* **Stored data entries**

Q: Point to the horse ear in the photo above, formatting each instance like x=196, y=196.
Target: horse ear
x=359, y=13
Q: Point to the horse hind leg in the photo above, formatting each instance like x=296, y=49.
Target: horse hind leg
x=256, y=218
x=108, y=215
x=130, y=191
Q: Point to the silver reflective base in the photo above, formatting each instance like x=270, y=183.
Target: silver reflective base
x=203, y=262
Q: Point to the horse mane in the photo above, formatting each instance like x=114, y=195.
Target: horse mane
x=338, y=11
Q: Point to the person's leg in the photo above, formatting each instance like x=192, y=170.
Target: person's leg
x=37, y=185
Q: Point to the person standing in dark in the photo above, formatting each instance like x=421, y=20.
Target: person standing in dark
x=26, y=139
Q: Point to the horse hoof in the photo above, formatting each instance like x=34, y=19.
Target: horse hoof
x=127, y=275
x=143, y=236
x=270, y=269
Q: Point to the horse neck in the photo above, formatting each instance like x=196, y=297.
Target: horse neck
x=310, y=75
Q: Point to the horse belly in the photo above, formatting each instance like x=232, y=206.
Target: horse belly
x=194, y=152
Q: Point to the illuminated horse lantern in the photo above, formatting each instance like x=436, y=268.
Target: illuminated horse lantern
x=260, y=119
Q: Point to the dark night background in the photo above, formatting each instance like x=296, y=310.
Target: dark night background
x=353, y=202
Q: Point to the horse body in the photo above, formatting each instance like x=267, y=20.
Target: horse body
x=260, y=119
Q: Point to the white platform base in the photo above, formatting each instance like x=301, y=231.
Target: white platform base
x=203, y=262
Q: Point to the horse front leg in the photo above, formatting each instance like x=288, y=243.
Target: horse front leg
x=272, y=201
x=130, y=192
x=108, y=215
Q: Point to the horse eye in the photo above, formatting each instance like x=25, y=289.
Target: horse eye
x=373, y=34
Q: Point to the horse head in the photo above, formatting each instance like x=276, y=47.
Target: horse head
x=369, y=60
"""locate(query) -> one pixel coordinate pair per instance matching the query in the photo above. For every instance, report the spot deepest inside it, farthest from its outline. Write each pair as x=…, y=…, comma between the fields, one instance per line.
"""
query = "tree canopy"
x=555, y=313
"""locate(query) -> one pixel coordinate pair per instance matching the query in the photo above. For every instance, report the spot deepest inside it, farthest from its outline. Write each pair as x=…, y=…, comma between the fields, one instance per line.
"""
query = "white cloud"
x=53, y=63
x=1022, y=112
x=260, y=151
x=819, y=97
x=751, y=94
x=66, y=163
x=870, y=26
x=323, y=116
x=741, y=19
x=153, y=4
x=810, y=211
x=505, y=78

* **Task to carry out**
Up to and including the line with "Q: Point to the horse mane", print every line of the records from the start.

* **Response to the task**
Q: Point to the horse ear in the photo above, formatting each instance like x=196, y=196.
Target: horse ear
x=359, y=13
Q: Point to the horse hind leg in the photo above, formatting each instance like x=296, y=49.
Target: horse hind leg
x=256, y=218
x=108, y=215
x=130, y=191
Q: Point to the silver reflective base in the photo above, formatting each instance like x=270, y=183.
Target: silver reflective base
x=203, y=262
Q: Point to the horse mane in the photo above, formatting each instance like x=114, y=195.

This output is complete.